→ WHAT THE EXERCISE ASKS
Format every item below as a two-column CSV with the headers "prompt" and "points", one row per item, placing its text and its answer each in a single quoted field with line breaks replaced by spaces. Leave the pictures out of the output.

→ Excerpts from location labeling data
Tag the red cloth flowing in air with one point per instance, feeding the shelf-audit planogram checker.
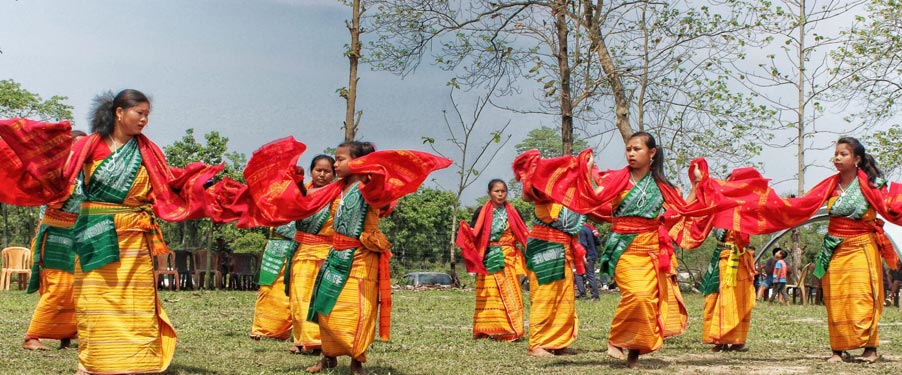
(273, 195)
(571, 181)
(766, 212)
(48, 169)
(33, 155)
(533, 171)
(474, 242)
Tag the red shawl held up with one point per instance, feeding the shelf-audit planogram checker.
(273, 196)
(474, 242)
(42, 174)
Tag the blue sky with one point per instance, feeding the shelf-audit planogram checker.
(255, 71)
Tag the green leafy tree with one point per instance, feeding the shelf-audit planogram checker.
(548, 142)
(418, 226)
(870, 64)
(469, 159)
(498, 43)
(197, 233)
(870, 61)
(802, 34)
(19, 223)
(16, 101)
(667, 66)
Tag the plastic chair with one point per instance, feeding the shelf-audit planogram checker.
(800, 288)
(16, 261)
(243, 271)
(200, 269)
(185, 267)
(164, 265)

→ TASK SOLUTION
prompt,points
"Tag the red cloth flowing in air with one point per instance, feeding the shelf-audit planogram checker.","(273, 195) (571, 181) (766, 212) (48, 169) (33, 155) (533, 171) (474, 242)"
"Tag the red shawl held up with one point per instance, feeding the shelf-audit planogram checker.","(273, 196) (474, 242) (42, 174)"
"Tag the blue sky with one point per instance, feeding the shelf-audit planogram checker.","(255, 71)"
"Tag the green leafy tree with one point per instance, feeding the shelf-audit planogram checker.","(548, 142) (418, 226) (870, 64) (469, 159) (498, 43) (197, 233) (870, 61) (802, 34) (19, 223) (16, 101) (667, 66)"
"Tag the plastic chair with one point per instance, feeding the shelf-audit planogram checker.","(800, 288) (16, 261) (243, 271) (200, 269) (185, 267) (164, 265)"